> The request
Quote the data below word for word, everything from its first line down to and including the line containing "POLYGON ((179 95, 198".

Data records:
▼
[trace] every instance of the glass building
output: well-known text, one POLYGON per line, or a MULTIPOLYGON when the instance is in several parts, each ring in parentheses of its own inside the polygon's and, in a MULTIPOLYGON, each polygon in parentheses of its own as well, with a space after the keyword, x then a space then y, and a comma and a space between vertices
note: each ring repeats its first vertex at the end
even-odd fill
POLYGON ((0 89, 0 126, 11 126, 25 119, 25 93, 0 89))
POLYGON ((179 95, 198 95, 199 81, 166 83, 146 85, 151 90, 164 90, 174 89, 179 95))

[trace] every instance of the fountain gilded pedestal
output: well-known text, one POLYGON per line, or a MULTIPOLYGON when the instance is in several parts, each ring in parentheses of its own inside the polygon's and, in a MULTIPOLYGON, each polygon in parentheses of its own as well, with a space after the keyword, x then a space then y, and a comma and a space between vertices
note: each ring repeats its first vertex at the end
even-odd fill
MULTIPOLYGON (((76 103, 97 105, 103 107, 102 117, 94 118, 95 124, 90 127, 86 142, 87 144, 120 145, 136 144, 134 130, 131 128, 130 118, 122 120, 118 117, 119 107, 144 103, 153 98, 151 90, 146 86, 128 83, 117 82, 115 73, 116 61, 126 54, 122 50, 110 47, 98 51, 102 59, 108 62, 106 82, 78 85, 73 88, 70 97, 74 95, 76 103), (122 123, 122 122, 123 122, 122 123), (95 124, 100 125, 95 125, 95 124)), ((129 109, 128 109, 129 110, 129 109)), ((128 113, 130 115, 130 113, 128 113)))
▲
> Final result
[trace] every instance of the glass building
output: well-known text, one POLYGON per line, or a MULTIPOLYGON when the instance is in several parts, each ring in parentheses of its own inside the polygon's and, in a MULTIPOLYGON, each polygon in parentheses of its own as well, with a space after the keyword, x then a space then y, and a comma and a space between vertices
note: each ring repeats its first vertex at the end
even-odd fill
POLYGON ((0 89, 0 126, 11 126, 25 119, 25 93, 0 89))
POLYGON ((179 95, 198 95, 199 81, 166 83, 146 85, 151 90, 164 90, 174 89, 179 95))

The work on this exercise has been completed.